Look below for the line containing "For this exercise we mark the orange"; from there through the line containing "Target: orange juice in bottle", both lines included, please set down each line exactly and nothing else.

▸ Records supplied:

- Opening Delimiter -

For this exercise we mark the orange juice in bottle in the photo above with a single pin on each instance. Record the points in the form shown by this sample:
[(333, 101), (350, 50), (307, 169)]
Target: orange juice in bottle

- Closing Delimiter -
- Opening Delimiter -

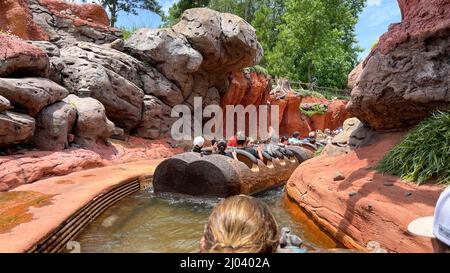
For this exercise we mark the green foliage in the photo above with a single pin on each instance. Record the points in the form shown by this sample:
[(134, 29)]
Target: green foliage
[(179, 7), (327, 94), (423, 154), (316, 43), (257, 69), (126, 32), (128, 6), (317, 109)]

- Closing Delimiter -

▸ Answer below:
For this exercise we mark the orange juice in bottle in the photo above with a single pin on each instance. Record the points in the form shown by this sample:
[(333, 101), (350, 50), (307, 169)]
Target: orange juice in bottle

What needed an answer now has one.